### TEXTE FOURNI
* * * * *
Détruits en 1976 alors même que l’on inaugurait le Mémorial de Shelomo Selinger, les gratte-ciel de la cité de la Muette sont étroitement liés à l’histoire du camp. Pendant leur démolition, ces tours font d’ailleurs l’objet d’une première démarche de protection au titre des Monuments historiques, qui prend en compte leur importance architecturale et urbaine, mais aussi mémorielle et historique.
L’Office public d’habitations à bon marché du département de la Seine (OPHBM-DS) recrute les jeunes architectes Eugène Beaudouin et Marcel Lods qui mettent en œuvre un ensemble de logements sociaux reposant sur une structure métallique parée de panneaux de béton préfabriqués. Symboles de modernité, les gratte-ciel, cinq tours de quatorze étages, font la fierté de leurs concepteurs.
La cité fait l’objet de nombreuses visites d’architectes et de maîtres d’ouvrage et de nombreuses publications jusqu’aux États-Unis. Mais en 1933, la violente crise économique due au krach boursier de 1929 mine le financement du logement social. À Drancy, les architectes révisent leurs plans et en 1936 Tours et peignes sont mis en location.
Les premiers locataires sont peu nombreux, peu y restent car les loyers sont chers et les gratte-ciel « font peur » : on craint par exemple leur mauvaise isolation thermique ou phonique … . Au vu des difficultés financières fin 1937 l’OPHBM-DS loue ces habitations bon marché au ministère de la Défense qui cherche à loger son personnel. La 22e légion de GRM – 800 hommes et leurs familles – s’installe dans les gratte-ciel, peignes et redents à la rentrée 1938.
* * * * *
### DONNÉES AFFICHÉES
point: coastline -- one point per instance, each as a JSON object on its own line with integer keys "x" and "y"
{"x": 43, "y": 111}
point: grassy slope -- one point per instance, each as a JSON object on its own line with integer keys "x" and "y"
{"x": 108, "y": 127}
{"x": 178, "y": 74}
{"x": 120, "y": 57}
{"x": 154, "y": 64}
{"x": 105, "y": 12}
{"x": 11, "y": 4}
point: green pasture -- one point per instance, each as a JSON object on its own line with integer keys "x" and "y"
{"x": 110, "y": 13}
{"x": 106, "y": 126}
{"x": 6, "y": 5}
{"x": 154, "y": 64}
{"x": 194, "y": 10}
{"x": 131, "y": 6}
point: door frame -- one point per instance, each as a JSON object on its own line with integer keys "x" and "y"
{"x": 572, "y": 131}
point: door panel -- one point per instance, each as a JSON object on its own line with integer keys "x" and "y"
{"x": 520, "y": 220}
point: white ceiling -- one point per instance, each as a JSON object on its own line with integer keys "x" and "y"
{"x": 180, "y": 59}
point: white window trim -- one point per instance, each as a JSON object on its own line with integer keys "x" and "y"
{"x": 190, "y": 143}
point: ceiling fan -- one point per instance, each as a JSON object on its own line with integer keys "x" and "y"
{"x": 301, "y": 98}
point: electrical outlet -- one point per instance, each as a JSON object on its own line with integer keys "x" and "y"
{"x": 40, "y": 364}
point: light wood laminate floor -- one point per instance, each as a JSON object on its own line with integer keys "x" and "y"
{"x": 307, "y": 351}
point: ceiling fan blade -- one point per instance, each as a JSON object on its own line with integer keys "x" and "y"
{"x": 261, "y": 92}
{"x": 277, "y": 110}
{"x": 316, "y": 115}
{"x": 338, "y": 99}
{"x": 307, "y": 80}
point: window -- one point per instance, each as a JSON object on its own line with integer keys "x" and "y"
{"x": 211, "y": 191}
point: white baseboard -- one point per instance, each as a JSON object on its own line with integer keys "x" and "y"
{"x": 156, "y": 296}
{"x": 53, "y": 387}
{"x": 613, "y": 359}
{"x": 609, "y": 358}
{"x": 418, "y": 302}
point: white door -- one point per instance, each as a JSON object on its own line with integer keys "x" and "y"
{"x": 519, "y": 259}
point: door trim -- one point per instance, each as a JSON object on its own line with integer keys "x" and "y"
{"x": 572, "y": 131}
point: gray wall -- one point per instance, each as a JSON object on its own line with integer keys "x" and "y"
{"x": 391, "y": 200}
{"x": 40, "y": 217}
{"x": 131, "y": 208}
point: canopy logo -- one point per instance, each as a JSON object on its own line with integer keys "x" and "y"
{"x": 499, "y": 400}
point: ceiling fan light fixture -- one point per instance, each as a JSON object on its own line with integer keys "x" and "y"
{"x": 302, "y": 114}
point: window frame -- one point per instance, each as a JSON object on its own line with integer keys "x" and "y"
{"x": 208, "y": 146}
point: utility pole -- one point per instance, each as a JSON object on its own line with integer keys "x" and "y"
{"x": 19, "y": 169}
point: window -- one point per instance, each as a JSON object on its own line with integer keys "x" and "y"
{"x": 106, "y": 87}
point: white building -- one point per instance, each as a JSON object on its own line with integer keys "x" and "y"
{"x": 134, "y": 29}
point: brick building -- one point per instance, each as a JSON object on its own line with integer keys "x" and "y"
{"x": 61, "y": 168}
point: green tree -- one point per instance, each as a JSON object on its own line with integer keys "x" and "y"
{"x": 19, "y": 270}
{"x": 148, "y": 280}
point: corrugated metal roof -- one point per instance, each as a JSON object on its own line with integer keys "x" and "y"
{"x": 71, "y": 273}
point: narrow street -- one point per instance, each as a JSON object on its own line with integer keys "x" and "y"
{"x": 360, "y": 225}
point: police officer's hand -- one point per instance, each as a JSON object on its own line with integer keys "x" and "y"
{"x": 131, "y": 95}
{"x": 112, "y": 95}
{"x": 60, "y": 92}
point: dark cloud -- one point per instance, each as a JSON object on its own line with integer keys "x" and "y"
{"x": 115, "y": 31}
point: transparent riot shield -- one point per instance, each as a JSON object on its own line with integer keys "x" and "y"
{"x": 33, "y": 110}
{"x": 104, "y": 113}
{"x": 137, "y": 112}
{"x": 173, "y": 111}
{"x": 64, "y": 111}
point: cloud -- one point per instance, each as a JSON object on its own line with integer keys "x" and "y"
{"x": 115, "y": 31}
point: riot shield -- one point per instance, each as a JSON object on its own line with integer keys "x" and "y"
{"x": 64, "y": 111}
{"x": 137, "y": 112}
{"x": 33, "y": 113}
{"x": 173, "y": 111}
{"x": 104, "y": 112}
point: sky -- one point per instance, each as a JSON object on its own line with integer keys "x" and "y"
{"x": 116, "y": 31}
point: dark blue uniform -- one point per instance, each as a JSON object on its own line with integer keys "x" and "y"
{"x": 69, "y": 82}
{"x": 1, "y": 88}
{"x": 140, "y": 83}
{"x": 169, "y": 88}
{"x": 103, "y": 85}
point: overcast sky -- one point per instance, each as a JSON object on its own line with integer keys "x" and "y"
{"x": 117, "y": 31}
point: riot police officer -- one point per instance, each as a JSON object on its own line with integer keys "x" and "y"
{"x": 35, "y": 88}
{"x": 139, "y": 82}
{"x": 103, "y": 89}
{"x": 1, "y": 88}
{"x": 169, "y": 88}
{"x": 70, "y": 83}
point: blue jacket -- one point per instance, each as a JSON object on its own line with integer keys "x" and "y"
* * * * *
### CONSIGNE
Dites si chacune des affirmations (a), (b) et (c) concorde avec le texte sur la cité de la Muette. Répondez par oui ou par non et citez mot pour mot le passage décisif. (a) Les gratte-ciel se composent de cinq tours de quatorze étages. (b) Les tours sont mises en location dès 1933. (c) Les premiers locataires restent nombreux parce que les loyers sont modérés.

### CORRIGÉ
(a) Oui : « les gratte-ciel, cinq tours de quatorze étages ».
(b) Non : « en 1936 Tours et peignes sont mis en location ».
(c) Non : « peu y restent car les loyers sont chers ».